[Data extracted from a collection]
▼▼▼
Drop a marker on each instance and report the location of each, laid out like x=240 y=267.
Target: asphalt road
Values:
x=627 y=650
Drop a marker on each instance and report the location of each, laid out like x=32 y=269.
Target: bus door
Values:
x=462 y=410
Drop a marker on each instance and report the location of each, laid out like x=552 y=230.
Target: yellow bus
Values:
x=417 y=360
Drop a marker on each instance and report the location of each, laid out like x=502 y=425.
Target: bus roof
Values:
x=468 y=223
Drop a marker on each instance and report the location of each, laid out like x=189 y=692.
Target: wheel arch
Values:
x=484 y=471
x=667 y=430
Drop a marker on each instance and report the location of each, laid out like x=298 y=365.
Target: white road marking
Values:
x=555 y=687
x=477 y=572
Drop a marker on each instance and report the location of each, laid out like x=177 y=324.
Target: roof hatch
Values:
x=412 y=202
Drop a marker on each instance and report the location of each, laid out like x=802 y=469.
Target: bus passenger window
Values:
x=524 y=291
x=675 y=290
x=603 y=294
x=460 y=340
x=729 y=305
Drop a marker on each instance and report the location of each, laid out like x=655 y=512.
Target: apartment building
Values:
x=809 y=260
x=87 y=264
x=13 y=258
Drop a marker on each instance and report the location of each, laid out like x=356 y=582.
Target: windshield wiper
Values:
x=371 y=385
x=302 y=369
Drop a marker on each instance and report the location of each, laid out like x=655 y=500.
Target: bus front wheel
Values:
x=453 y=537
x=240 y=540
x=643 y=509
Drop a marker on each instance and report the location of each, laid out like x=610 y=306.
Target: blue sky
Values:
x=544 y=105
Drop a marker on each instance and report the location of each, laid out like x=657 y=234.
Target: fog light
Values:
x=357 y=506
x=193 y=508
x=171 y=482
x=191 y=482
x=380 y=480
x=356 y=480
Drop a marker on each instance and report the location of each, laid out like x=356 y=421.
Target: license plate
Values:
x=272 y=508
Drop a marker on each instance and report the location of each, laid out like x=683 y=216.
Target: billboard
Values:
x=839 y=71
▲▲▲
_EXERCISE GOAL_. All the records are to be transcribed exactly, with no line missing.

_RESULT OF THIS EXERCISE_.
Drop a marker on each instance and report the location of each, laid out like x=240 y=267.
Target: asphalt road
Values:
x=627 y=650
Drop a marker on each instance and report the location of each, laid out like x=32 y=269.
Target: bus door
Values:
x=462 y=410
Drop a marker on each instance and report the location of each, laid out like x=552 y=230.
Target: yellow bus
Values:
x=417 y=360
Drop a marker on each instance and report the location of each, laid out like x=502 y=425.
Target: bus roof
Values:
x=468 y=223
Drop a marker on each instance and report the location of each, laid out like x=189 y=692.
Target: wheel arch
Values:
x=484 y=471
x=667 y=430
Drop a marker on each instance and report the location of each, laid out like x=298 y=365.
Target: white road marking
Values:
x=555 y=687
x=477 y=572
Drop a marker on each instance and report the location of each, laid out like x=177 y=324.
Target: roof hatch
Values:
x=412 y=202
Drop a marker on each instance and report the location of each, laid out like x=802 y=469.
Target: bus passenger window
Values:
x=524 y=291
x=675 y=290
x=603 y=294
x=460 y=340
x=729 y=305
Drop a marker on each instance and report the location of each, laid out like x=655 y=512.
Target: apartment building
Values:
x=809 y=260
x=87 y=264
x=13 y=258
Drop a marker on each instance and report the location of each, laid out like x=356 y=582.
Target: windshield wiper
Values:
x=371 y=385
x=302 y=369
Drop a marker on each instance and report the location of each, laid out like x=655 y=500.
Target: bus front wheel
Values:
x=453 y=537
x=240 y=540
x=643 y=509
Drop a marker on each instance and report the location of each, laid out like x=610 y=306.
Target: blue sky
Values:
x=544 y=105
Drop a marker on each instance and report the location of each, laid out like x=657 y=234.
Target: fog light
Values:
x=357 y=506
x=193 y=508
x=171 y=482
x=191 y=482
x=380 y=480
x=356 y=480
Drop a marker on each instance and report the location of each, laid out like x=356 y=421.
Target: license plate
Values:
x=272 y=508
Drop a marker on each instance and report the location of each, laid out like x=683 y=216.
Target: billboard
Values:
x=839 y=71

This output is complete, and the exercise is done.